### Stated problem A
In the self-shooting piece, which camera did the writer shoot on while working on the BBC1 travel series?

### Page
=====
I think it was ’96 or ’97. I was on a street in Paris. I studied the passers-by closely. Who could I trust? There was a middle-aged woman - an American tourist I guessed. She smiled at me and I sensed she might just do it. One minute later I had given her my bags, positioned my video camera on the pavement next to her and zoomed in on the end of the lens. Then, after hitting the record button, I ran away.
I sprinted as far as I dared - maybe fifty or sixty yards - checked the traffic, and then with one hand in my linen suit pocket, I slowly, even lazily, crossed the road. Just to make sure I crossed back to where I’d started, and then sprinted back to the camera. It was still there. And so was the American tourist.
And I had my shot. Me on a long lens crossing the Champs-Élysées with the Arc de Triomphe rising majestically behind me.
In those days I worked for a BBC1 travel series. My job title was Self-Shooting Director/Presenter. I travelled and worked alone, though I sometimes had a local driver to ferry me around. Piece to cameras (PTCs) were easier with a driver: I’d have him stand in to compose and focus the shot, then we’d swap places to record the link. Using this method I travelled across Europe producing scores of 3 minute films for prime time.
I shot on the Sony VX1000. By today’s standards it was awful: it shot 4:3 standard definition, it had no decent sound input and a tiny viewfinder. It was a pimped up domestic camera invented for rich video geeks with a few thousand pounds to spare. But on the other hand the camera was “3 chip” or 3CCD and it was digital (yes, that magic word) shooting on tiny Mini DV cassettes. This meant that when played up against analogue Beta SP (which was still being used a lot in those days) it actually didn’t look too bad. It wasn’t long before production accountants got their Excel spreadsheets out and started doing their sums. And so the self-shooting revolution began.
Not everyone in the business was happy about self-shooting, then as now. But for me personally? I was having the time of my life. I once did a PTC in Vienna sitting on the back of a horse and trap with my feet gripping the closed tripod to the floor and the driver holding the top of the camera with one hand behind his back (incidentally the horse was producing).
“If I was in the car I might go for the deluxe kit: maybe throw in a second panel light, a single Dedo, a shrunk down portable dolly, a couple more primes”
As I got more experienced I tried everything. If it was difficult or prohibitively expensive I tried it anyway. I once spent a weekend in my attic with a miniature cardboard theatre and a cast of cut-out actors shooting stop frame animation on a Canon XF 305. Another time I stood on a clifftop and tracked my presenter on the end of the lens doubler as he walked onto a beach half a mile away, before executing a 30 second slow pull back to reveal the glory of the Aegean Sea.
As I write this I’m on a train on the way to reshoot exteriors at a location I filmed a couple of months ago. The light on my first visit was awful, so I want to do it again. But I know that if I didn’t self-shoot there’d be no money to do it, so I’ve condensed a C300, three lenses, a panel light and stand plus two radio mikes into one small wheelie bag. I have a lightweight tripod in another bag and my laptop and some clothes in a backpack. If I was in the car I might go for the deluxe kit: maybe throw in a second panel light, a single Dedo, a shrunk down portable dolly, a couple more primes.
=====
### Raw records
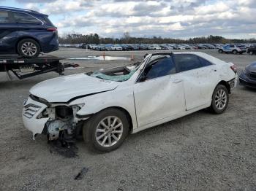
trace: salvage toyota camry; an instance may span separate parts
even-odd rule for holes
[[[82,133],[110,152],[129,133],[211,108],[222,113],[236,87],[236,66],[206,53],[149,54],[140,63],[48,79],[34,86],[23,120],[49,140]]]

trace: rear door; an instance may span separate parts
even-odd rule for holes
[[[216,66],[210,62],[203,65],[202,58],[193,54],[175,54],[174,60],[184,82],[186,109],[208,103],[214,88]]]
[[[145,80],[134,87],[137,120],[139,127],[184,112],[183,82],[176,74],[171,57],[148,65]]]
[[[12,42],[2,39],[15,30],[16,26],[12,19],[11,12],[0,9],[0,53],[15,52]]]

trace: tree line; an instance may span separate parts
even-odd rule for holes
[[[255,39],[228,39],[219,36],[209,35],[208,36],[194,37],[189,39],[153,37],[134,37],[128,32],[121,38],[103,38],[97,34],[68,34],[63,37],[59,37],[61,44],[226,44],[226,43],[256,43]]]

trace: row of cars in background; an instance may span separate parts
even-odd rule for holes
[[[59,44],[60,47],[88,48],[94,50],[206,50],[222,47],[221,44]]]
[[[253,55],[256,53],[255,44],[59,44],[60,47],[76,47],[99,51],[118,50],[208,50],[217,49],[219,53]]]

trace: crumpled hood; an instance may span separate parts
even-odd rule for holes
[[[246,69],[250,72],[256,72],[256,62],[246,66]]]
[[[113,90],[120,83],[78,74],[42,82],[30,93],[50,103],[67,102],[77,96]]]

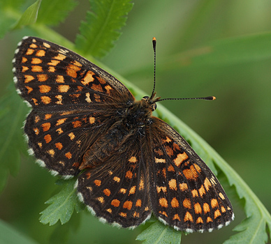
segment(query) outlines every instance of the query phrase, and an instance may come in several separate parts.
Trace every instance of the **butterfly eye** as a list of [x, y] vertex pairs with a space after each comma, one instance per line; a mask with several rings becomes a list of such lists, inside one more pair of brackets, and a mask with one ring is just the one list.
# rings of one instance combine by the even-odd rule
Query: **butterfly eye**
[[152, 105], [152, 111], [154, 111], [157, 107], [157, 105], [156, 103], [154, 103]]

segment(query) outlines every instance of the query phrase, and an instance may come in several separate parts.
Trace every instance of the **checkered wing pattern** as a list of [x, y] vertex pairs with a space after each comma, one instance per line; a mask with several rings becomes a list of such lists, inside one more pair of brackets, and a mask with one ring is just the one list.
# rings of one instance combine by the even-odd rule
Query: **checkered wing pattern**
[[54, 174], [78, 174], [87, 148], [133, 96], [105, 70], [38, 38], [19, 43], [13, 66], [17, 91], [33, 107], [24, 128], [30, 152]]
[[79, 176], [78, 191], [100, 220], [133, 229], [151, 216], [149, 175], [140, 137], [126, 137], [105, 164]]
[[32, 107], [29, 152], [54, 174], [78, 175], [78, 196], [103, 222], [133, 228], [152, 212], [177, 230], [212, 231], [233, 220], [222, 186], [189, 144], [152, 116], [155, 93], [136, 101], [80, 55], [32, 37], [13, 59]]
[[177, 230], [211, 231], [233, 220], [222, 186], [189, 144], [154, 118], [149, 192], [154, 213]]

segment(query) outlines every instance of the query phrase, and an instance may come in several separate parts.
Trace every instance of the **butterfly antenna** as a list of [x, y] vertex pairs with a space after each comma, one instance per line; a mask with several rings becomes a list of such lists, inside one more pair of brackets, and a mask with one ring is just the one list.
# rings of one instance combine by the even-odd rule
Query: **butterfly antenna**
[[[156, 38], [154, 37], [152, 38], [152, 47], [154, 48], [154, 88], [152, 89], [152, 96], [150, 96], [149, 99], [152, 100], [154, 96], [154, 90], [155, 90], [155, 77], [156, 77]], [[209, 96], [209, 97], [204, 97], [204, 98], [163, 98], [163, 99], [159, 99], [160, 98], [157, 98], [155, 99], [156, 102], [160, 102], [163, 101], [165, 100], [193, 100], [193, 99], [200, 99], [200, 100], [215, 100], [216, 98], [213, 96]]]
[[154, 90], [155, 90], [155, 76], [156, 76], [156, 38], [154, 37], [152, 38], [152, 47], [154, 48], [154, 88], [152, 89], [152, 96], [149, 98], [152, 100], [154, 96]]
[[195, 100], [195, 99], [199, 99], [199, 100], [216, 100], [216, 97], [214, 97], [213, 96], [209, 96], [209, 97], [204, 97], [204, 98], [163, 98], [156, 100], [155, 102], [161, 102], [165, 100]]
=====
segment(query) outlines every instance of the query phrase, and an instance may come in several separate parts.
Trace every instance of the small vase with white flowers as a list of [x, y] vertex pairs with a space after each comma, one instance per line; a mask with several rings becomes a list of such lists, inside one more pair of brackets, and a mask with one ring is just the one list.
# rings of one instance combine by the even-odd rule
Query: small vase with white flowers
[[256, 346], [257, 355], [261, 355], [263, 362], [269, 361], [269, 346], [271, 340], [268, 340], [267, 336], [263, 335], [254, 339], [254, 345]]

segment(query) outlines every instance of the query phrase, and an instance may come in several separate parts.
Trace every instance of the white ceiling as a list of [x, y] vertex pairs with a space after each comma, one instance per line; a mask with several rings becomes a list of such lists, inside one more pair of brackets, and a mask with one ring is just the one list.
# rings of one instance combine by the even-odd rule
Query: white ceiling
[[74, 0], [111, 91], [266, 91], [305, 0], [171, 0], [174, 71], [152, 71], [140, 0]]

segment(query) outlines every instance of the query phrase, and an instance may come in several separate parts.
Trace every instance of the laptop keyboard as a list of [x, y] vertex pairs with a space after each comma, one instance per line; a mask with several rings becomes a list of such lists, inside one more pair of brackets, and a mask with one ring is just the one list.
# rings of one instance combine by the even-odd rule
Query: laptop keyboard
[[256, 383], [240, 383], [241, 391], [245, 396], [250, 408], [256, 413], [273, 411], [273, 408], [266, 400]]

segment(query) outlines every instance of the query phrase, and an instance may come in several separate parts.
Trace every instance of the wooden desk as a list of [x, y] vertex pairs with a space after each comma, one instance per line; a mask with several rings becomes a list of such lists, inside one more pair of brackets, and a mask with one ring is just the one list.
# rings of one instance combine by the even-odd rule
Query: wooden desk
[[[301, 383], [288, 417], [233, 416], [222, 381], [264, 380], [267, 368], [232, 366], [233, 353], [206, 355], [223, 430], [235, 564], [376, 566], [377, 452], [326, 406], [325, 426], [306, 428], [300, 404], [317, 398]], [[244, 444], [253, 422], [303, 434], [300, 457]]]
=====
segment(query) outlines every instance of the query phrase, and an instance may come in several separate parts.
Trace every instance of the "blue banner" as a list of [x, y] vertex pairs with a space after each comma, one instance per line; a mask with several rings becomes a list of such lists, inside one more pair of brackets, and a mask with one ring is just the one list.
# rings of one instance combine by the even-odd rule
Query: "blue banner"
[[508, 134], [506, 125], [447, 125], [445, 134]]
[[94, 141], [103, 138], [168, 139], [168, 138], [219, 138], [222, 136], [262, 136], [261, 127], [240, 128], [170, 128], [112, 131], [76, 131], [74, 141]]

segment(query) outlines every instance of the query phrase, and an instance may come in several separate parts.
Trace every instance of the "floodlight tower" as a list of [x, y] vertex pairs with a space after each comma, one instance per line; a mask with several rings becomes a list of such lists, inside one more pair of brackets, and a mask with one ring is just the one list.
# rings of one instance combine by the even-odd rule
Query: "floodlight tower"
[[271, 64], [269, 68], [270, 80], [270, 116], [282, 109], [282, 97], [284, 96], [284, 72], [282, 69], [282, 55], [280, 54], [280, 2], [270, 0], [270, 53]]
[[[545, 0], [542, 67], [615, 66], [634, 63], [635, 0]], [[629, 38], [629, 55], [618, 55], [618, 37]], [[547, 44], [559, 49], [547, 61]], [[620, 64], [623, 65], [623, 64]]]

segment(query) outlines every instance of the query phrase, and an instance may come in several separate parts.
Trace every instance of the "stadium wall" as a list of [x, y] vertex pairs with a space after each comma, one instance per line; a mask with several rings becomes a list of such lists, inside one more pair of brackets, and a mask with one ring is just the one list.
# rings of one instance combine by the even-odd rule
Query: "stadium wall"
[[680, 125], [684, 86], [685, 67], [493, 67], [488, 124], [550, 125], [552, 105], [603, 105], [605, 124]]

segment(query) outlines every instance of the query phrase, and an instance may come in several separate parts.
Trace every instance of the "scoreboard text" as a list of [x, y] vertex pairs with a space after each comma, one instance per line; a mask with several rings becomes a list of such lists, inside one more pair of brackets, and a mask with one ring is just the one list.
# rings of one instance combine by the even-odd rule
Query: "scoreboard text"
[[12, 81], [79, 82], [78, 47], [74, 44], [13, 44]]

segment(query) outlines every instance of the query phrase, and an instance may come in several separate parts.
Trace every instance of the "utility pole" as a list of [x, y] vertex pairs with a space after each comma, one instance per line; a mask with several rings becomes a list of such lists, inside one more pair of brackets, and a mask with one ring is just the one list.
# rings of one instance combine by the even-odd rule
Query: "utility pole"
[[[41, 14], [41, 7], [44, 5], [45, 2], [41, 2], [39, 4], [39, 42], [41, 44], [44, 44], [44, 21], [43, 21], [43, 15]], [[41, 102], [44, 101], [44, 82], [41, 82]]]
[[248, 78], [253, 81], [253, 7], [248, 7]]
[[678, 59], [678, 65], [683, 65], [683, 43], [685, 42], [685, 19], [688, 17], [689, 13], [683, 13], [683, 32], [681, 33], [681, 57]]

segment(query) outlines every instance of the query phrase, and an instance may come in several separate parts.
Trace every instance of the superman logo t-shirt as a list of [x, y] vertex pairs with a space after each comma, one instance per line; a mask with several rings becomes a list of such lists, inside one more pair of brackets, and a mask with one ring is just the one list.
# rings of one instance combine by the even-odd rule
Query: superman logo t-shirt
=====
### Stated problem B
Convert the records into a numbered list, beginning at the line that contains "trace: row of" and stopping after the line that contains "192], [154, 213]]". Skip blank lines and leave the pictures out.

### Right answer A
The Sony VX1000.

### Right answer B
1. trace: row of cars in background; an instance may span separate parts
2. even-odd rule for holes
3. [[[59,44],[60,47],[88,48],[94,50],[206,50],[222,47],[221,44]]]
4. [[[253,55],[256,53],[255,44],[59,44],[60,47],[76,47],[99,51],[118,50],[208,50],[217,49],[219,53]]]
5. trace: crumpled hood; an instance may span separate parts
6. even-odd rule for holes
7. [[[246,69],[250,72],[256,72],[256,62],[246,66]]]
8. [[[113,90],[120,83],[78,74],[42,82],[30,93],[50,103],[67,102],[77,96]]]
9. segment(query) outlines every instance of the query phrase, and an instance may come in several separate parts.
10. Trace every instance of the **butterfly eye** as a list of [x, y] vertex pairs with a space after each comma, one instance per line; a mask with several rings becomes a list of such lists, inside one more pair of brackets, and a mask with one ring is just the one list.
11. # rings of one instance combine by the even-odd rule
12. Query: **butterfly eye**
13. [[152, 105], [152, 111], [154, 111], [157, 107], [157, 105], [156, 103], [154, 103]]
14. segment(query) outlines every instance of the query phrase, and an instance may come in several separate parts.
15. Trace every instance of the **checkered wing pattern** as a list of [x, y] vertex pairs with a space after each comma, one instance per line; a mask with several rings becomes a list of such lists, inside one more pair of brackets, and a mask with one ring is just the one list.
16. # rings of one instance combine by the even-odd rule
17. Query: **checkered wing pattern**
18. [[54, 174], [78, 174], [87, 148], [133, 96], [105, 70], [38, 38], [19, 43], [13, 66], [17, 91], [33, 107], [24, 128], [30, 152]]
19. [[79, 176], [78, 191], [100, 220], [133, 229], [151, 216], [149, 175], [140, 137], [126, 137], [105, 164]]
20. [[32, 107], [29, 152], [54, 174], [78, 175], [78, 196], [103, 222], [133, 228], [152, 212], [177, 230], [212, 231], [233, 220], [222, 186], [189, 144], [152, 116], [155, 93], [136, 101], [80, 55], [32, 37], [13, 59]]
21. [[177, 230], [211, 231], [233, 220], [222, 186], [189, 144], [154, 118], [149, 192], [154, 213]]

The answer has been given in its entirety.